+++ Textauszug +++
Gesagt, getan, heute einen Noctua NH-14D gekauft und (vorerst), weil kein zweiter Verfügbar, einen Musashi für die eine GraKa.

Eben eingebaut und siehe da, CPU Temp runter auf 40 Grad im Idle. 

ABER: MB immer noch bei 49 Grad und (wie nicht anders zu erwarten) bei Dragon Age bisheriger Spitzenwert des MB bei 67 Grad!!!  

Hat jemand ne Idee, warum die Kiste immer noch so warm wird?!?

Als kleine Hilfestellung vielleicht mal meine Systemkonfig:

Q9550 @ 2.83 Mhz
Noctua NH-14D
Asus P5E Deluxe
8GB Geil Ultra+ DDR2-800 CL 4
2x XFX Radeon 4870 1GB im CF Modus (eine mit Scythe Musashi)
BeQuiet Dark Power Pro P7 750W
SST-Raven RV01

Vielen Dank schonmal im Voraus!


----------



## TheReal1604 (4. Januar 2010)

*AW: Luftkühlung....oder vielleicht besser Hilfe, mein PC brennt!*

Kein gescheiter Airflow im Gehäuse?

Bilder würden unheimlich helfen! 

Gruß

Real


----------



## xodos (4. Januar 2010)

*AW: Luftkühlung....oder vielleicht besser Hilfe, mein PC brennt!*

Kann ich mir eigentlich nicht vorstellen...
Unten im Gehäuse 2 180mm Lüfter und oben einen 120er zum Ausblasen.
+++
Arbeitsanweisungen ::
**a)** Beantworte anhand des Textauszugs diese Fragen:
(i) Auf wie viel Grad fiel die CPU-Temperatur im Idle nach dem Einbau?
(ii) Welches Netzteil steht in der Systemkonfiguration?
(iii) Welche Lüfter sitzen laut xodos im Gehäuse?
**b)** Bearbeite im Textauszug die Stelle, die mit „Eben eingebaut und“ beginnt und bis „so warm wird?!?“ weitergeht, und setze dabei „Leerlauf“ an die Stelle von „Idle“.
+++ Angezeigte Informationen +++
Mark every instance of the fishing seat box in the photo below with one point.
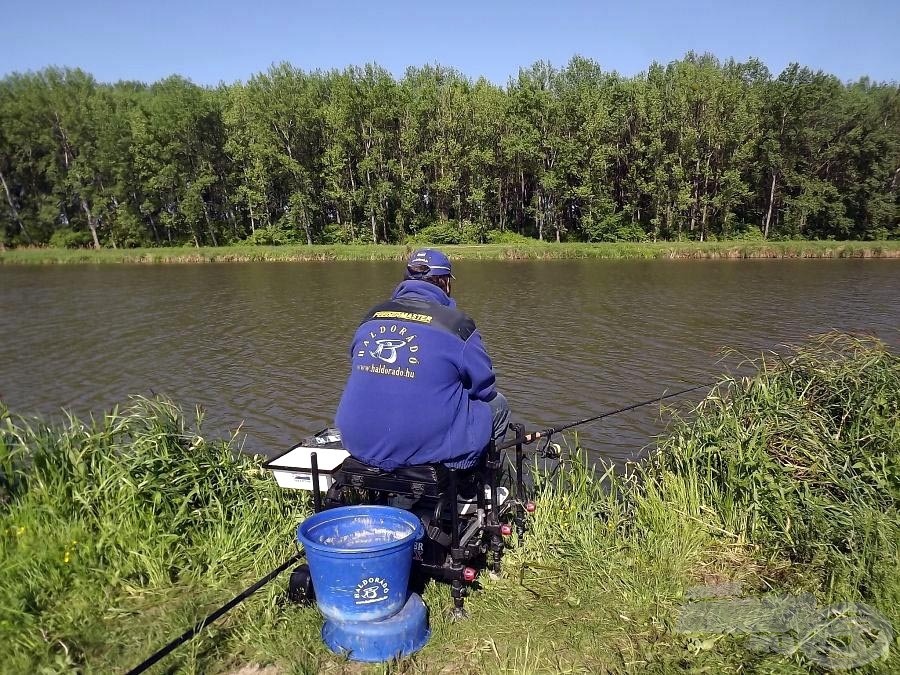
+++
Vollständige Lösungen ::
**a)**
(i) Auf 40 Grad.
(ii) Ein BeQuiet Dark Power Pro P7 750W.
(iii) Unten zwei 180-mm-Lüfter und oben ein 120er zum Ausblasen.

**b)**
Eben eingebaut und siehe da, CPU Temp runter auf 40 Grad im Leerlauf. 

ABER: MB immer noch bei 49 Grad und (wie nicht anders zu erwarten) bei Dragon Age bisheriger Spitzenwert des MB bei 67 Grad!!!  

Hat jemand ne Idee, warum die Kiste immer noch so warm wird?!?